#### TASK INPUTS

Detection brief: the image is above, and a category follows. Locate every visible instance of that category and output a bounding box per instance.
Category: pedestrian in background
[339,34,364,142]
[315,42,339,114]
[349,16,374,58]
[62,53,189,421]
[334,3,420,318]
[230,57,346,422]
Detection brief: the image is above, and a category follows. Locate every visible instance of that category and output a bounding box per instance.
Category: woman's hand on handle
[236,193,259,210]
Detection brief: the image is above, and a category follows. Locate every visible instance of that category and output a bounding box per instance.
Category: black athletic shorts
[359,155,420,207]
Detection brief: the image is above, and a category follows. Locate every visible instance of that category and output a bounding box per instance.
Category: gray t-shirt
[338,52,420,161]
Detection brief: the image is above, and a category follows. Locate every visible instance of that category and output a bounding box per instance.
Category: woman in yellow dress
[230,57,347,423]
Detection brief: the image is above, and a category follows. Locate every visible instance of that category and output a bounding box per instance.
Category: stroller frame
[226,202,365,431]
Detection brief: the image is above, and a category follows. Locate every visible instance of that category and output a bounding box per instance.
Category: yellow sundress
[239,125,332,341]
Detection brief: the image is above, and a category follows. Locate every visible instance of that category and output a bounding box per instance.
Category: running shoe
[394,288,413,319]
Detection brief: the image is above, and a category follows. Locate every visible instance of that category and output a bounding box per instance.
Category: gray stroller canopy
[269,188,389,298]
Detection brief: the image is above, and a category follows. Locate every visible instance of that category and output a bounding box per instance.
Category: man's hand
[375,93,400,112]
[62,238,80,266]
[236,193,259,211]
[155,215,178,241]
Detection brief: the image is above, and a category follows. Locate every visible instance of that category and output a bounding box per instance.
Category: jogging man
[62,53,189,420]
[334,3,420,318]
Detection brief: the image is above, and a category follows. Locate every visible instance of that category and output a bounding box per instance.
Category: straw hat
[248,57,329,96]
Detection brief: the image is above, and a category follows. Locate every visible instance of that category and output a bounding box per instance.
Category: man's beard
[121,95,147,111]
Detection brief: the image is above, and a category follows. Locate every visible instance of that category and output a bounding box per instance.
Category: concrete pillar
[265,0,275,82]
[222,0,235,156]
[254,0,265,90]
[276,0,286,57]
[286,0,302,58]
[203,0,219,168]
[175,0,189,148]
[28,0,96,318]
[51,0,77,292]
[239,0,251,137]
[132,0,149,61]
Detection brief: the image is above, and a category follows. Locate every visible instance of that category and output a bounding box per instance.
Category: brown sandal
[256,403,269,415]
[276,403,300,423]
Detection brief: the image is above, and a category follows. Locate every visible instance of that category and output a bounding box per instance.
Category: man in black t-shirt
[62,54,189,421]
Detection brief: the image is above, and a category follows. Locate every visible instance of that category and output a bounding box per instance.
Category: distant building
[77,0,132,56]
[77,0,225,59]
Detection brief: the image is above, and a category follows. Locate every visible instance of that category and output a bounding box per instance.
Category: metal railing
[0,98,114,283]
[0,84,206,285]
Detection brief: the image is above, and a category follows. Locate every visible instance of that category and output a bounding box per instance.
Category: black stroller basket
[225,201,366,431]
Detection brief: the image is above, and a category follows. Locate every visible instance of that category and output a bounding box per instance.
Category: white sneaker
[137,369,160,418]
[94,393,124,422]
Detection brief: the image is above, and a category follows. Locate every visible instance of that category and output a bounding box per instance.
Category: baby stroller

########

The records above must be retyped in full, exactly as written.

ANSWER BOX ->
Detection brief: the image is above, and a category follows. Locate every visible instance of that category and output a bounding box per instance.
Category: pedestrian in background
[339,34,364,142]
[315,42,339,114]
[349,16,374,58]
[62,53,189,421]
[334,3,420,318]
[230,57,346,422]
Detection brief: the image is above, and a category follows. Locate every visible instance of that category and output a bounding box per instance.
Category: woman's hand on handle
[236,193,259,210]
Detection brief: the image is above, and a category follows. Locate every visible instance of that category and output a bounding box per instance.
Category: black athletic shorts
[359,155,420,207]
Detection brief: the image is above, and a category follows. Locate every visible instance of that category and output a bounding box per instance.
Category: gray t-shirt
[338,52,420,161]
Detection brief: the image is above, and a category follows. Locate every visible instance of that category and output a bounding box per instance.
Category: woman in yellow dress
[230,57,347,423]
Detection brief: the image is above, and a category follows. Locate every visible instance of that category and output a bounding box per instance.
Category: stroller frame
[226,202,365,431]
Detection brief: the image is above, and a category follows. Locate every visible instance of that category and output a bounding box per instance.
Category: yellow sundress
[239,125,332,341]
Detection brief: the image is above, and a category follows. Locate every visible instance of that category and output a bounding box per instance.
Category: running shoe
[394,288,413,319]
Detection brief: the image is above, and a category follows. Locate every visible instance of that category and output a bounding box per instance.
Category: gray stroller canopy
[269,188,389,298]
Detection brief: the image is above, and a category follows. Locate every visible instance of that category and output a bounding box per instance.
Category: man's hand
[375,93,400,112]
[62,238,80,266]
[236,193,259,211]
[155,215,178,241]
Detection brief: the image is above, and a category follows. Locate every visible instance of that category and output a bounding box per instance.
Category: jogging man
[62,53,189,420]
[334,3,420,318]
Detection brief: the image is above, and a category follows. Locate every visible instance of that category and output a bounding box per instance.
Category: straw hat
[248,57,329,96]
Detection brief: the image is above, and a category follows. Locate every visible instance of that category and output a bounding box per instance.
Category: man's beard
[121,95,147,111]
Detection brief: the image is above, and a category follows. Locate every visible instance of that category and output a bounding box per instance.
Category: concrete pillar
[265,0,275,82]
[222,0,235,156]
[254,0,265,90]
[276,0,286,57]
[286,0,302,58]
[203,0,219,168]
[175,0,189,148]
[28,0,96,318]
[51,0,77,292]
[239,0,251,137]
[132,0,149,61]
Detection brief: the image is above, and a category follows. Locate every visible instance of that category and output a bounding box per instance.
Category: brown sandal
[256,403,269,415]
[276,403,300,423]
Detection brief: the image is above, and a category follows. Locate every visible instance of that category and output a bounding box per instance.
Category: man in black t-shirt
[62,54,189,421]
Detection brief: the image is above, and a category follows. Locate every visible instance of that category and output a bounding box per instance.
Category: distant building
[77,0,132,56]
[77,0,225,59]
Detection brief: the image is above, and a category follows. Locate every visible instance of that category and output a bounding box per instance.
Category: metal railing
[0,98,114,283]
[0,84,206,285]
Detection brief: the image is above, and a category follows. Locate every visible instance of that category and output a bounding box per instance.
Category: black stroller basket
[225,201,366,431]
Detection brief: the image is above, and a category follows. Locate every visible instance of that category and output a bounding box per instance.
Category: white sneaker
[137,369,160,418]
[94,393,124,422]
Detection brief: the image is above, and a category follows. Locate every visible instance of that category and output a bounding box per instance.
Category: baby stroller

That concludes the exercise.